Os instantes de surpresa, contudo, foram rápidos. O nobre monarca repeliu todas as sugestões que lhe eram oferecidas pelos Espíritos apaixonados da Coroa, no sentido da reação. Confortado pelas luzes do Alto, que o não abandonaram em toda a vida, D. Pedro II não permitiu que se derramasse uma gota de sangue brasileiro, no imprevisto acontecimento. Preparou, rapidamente, sua retirada com a família imperial para a Europa, obedecendo às imposições dos revolucionários e, com lágrimas nos olhos, rejeita as elevadas somas de dinheiro que o Tesouro Nacional lhe oferece, para aceitar somente um travesseiro de terra do Brasil, a fim de que o amor da Pátria do Cruzeiro lhe santificasse a morte, no seu exílio de saudade e pranto.

Jesus, porém, consoante à sua promessa, lhe santificaria os cabelos brancos. Uma tranquila paciência caracterizou o seu inenarrável martírio moral.

*Problemas para resolver:*
1 - Responda com base no texto sobre D. Pedro II:
(a) O que ele recusou do Tesouro Nacional?
(b) Qual foi a única coisa que ele aceitou levar?
(c) Segundo o último parágrafo, o que caracterizou o seu martírio moral?
2 - No primeiro parágrafo do texto sobre D. Pedro II, liste todas as formas verbais conjugadas que têm o monarca como sujeito, na ordem em que aparecem.
Nenhuma tarefa depende do material.

*Linhas de dados:*
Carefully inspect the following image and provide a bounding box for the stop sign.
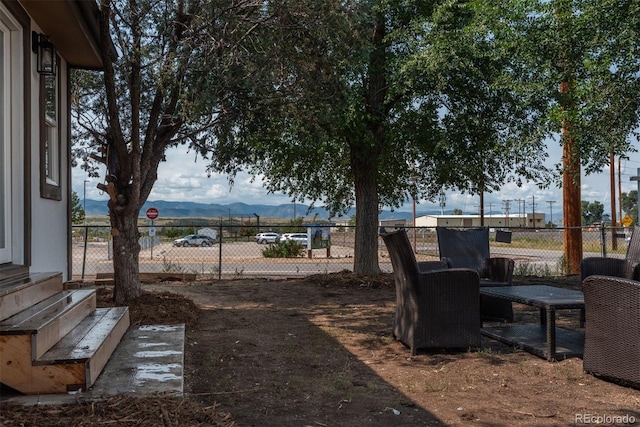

*Respostas por tarefa:*
1 -
(a) As elevadas somas de dinheiro que o Tesouro Nacional lhe ofereceu.
(b) Um travesseiro de terra do Brasil.
(c) Uma tranquila paciência.

2 - repeliu, permitiu, preparou, rejeita